• **Metin alıntısı**
>>

Devletimizin insanına, insanının da devlete güldüğü bir ortamı yaratamadık.
Cop, gaz, hapis, işkence ve kan,… 
Ta! Beyinlerimizin içinde bir yerlerimizden tutsak edilmişiz. “Hadi ulan! Özgürsünüz” deseler, özgür olmayı bilmiyoruz bile…
Devlet- Yurttaş İlişkisi bu minval üzre bina edilmiş…
Hemen diyecekler ki; “Kardeşim siz de sakin ve devletin istediği şekilde yaşayın, başımıza icat çıkarmayın. O zaman bir şey olmaz” 
Yani muhalif olmayın. Olursanız da muhalefetin sınırlarını devletin belirlediğinden fazla zorlamayın.
Herkes her zaman aynı şeyi düşünecek ise, o zaman devlete ne gerek var?

<<

• **Verilen kayıtlar**
>>

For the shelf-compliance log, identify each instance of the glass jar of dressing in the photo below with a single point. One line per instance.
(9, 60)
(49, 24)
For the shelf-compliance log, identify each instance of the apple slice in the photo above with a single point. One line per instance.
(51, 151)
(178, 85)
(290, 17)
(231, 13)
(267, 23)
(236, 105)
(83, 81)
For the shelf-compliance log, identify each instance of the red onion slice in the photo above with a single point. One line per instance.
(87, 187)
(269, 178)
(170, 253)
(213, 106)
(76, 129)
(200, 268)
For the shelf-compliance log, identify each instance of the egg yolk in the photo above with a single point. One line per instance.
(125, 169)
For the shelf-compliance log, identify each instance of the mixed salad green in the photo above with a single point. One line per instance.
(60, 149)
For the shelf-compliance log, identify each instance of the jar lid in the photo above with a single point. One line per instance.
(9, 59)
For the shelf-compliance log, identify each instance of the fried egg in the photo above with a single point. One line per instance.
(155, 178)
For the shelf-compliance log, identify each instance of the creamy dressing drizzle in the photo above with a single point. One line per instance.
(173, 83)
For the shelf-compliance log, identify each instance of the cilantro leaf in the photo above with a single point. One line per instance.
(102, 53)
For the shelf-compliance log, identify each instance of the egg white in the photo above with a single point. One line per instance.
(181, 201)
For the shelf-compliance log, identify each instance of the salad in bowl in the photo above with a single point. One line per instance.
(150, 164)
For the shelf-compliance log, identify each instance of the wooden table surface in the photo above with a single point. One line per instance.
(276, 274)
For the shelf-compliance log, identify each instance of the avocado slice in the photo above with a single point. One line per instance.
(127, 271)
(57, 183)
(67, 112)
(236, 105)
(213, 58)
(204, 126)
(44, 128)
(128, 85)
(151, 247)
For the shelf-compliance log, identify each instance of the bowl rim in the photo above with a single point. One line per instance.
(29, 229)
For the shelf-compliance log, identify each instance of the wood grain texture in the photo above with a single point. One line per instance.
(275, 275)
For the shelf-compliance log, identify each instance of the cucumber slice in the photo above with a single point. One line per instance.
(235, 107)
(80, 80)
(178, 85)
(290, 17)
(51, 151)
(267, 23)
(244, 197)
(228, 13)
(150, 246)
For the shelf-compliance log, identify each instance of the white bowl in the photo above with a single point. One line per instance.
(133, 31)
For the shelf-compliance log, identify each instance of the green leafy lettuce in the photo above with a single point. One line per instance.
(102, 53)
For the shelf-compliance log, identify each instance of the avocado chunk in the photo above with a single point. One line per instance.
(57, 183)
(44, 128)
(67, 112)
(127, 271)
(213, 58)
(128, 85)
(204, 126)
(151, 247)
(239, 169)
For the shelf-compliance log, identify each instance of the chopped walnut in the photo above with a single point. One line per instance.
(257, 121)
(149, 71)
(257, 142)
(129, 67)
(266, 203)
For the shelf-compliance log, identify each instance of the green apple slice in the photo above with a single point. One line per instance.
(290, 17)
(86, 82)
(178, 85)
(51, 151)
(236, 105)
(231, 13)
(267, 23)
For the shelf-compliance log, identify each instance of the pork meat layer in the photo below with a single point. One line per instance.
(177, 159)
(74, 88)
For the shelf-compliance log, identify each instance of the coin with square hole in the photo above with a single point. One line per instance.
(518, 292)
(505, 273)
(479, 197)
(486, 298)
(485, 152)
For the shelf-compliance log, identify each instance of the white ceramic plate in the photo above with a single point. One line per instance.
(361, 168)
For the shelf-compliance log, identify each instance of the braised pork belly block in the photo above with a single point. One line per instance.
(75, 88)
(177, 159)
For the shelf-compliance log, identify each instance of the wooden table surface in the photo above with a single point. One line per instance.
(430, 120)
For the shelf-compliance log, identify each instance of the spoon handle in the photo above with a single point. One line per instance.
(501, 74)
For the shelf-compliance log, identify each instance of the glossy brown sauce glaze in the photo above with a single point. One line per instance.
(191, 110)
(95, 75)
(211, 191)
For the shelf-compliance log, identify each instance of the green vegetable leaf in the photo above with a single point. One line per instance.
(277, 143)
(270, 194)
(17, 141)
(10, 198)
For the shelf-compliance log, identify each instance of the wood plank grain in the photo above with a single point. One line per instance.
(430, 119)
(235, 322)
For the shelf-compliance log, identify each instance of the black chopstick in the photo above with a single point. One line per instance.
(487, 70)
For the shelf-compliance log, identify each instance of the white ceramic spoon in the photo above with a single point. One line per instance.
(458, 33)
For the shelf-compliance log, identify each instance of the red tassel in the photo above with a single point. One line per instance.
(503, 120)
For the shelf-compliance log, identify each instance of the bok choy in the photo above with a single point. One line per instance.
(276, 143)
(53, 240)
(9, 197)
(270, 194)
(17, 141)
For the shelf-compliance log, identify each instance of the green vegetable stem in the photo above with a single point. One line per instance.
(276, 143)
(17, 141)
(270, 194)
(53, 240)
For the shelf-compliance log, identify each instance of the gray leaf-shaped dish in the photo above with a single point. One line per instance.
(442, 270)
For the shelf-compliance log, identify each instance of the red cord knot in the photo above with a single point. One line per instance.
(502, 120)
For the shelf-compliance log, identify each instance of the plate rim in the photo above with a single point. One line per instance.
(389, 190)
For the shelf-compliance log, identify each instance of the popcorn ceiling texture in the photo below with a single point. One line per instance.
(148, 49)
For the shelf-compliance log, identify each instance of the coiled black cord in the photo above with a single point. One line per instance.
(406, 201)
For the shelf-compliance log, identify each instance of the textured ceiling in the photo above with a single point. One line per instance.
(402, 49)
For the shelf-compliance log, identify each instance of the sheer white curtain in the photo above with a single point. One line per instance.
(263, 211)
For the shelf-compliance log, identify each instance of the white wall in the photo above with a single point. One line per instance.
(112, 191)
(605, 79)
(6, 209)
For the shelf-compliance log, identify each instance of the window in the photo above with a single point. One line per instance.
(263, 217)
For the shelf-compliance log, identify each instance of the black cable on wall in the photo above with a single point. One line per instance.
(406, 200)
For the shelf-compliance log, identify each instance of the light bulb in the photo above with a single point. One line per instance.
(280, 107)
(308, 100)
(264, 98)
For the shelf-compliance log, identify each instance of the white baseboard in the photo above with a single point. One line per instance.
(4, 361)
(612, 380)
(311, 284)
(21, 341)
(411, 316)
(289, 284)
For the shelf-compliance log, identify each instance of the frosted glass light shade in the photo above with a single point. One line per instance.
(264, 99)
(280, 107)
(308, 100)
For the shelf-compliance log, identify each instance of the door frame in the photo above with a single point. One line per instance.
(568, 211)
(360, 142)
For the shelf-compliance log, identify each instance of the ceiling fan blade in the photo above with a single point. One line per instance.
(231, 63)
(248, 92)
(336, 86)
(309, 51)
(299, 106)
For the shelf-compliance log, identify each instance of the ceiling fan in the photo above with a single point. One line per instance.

<<

• **Yapılacak iş**
Devlet ile yurttaş ilişkisini ele alan yazının, son cümlesinden sonra gelecek devamını yazın.

• **Sonuç**
Bu gün de Ankara’yı ve tüm insanlığı kırmızıya boyayan ortamı başından itibaren önleyemeyen bir devletim var. Çok da pişkin…
İstifa eden, hatta etmeyi düşünen bir Allah’ın kulu yok.
Evrensel gelişmiş demokratik standartlardan başka bir şey istemiyorum ki…
Milletin, mağdurların, ezilenlerin sesinin gür çıktığı bir toplum…
Hırsızların, katillerin, teröristlerin, üçkâğıtçı dalkavukların sindiği bir toplum…
Öyle mi ya!
İçimi dökecek bir dağ arıyorum. Issız bir dağ başında, bir alıç ağacı ile dertleşmek istiyorum. İnsan yüzü görmek istemiyorum. 
Ağlamak, ağlamak, ağlamak istiyorum.